WORK TO BE COMPLETED: What share of Nigeria's government revenue comes from oil, according to the text on Nigerian oil?

EXTRACTED TEXT:
* BEGIN *

- Inside source at a black market Niger Delta refinery
- Investigative journalist with access to militants in Nigeria
- Nigeria political analyst
Everything You Need To Know About Nigerian Oil Right Now
Nigeria is currently just recovering from oil-production disruptions suffered in 2016 because of attacks on the pipeline infrastructure by armed militants operating under the name of Nigeria Delta Avengers. The attacks had caused the output of Africa’s biggest producer, usually above 2 million barrels a day, to drop at a point to under 1 million barrels daily. With oil the source of two-thirds of government revenue and more than 90 percent of export income, there were telling consequences as Nigeria slid into its first recession in 25 years in 2016.

* END *

PROVIDED MATERIAL:
* BEGIN *

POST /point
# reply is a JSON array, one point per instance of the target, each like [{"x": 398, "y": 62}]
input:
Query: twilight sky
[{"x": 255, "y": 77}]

* END *

EXPECTED OUTPUT: Two-thirds.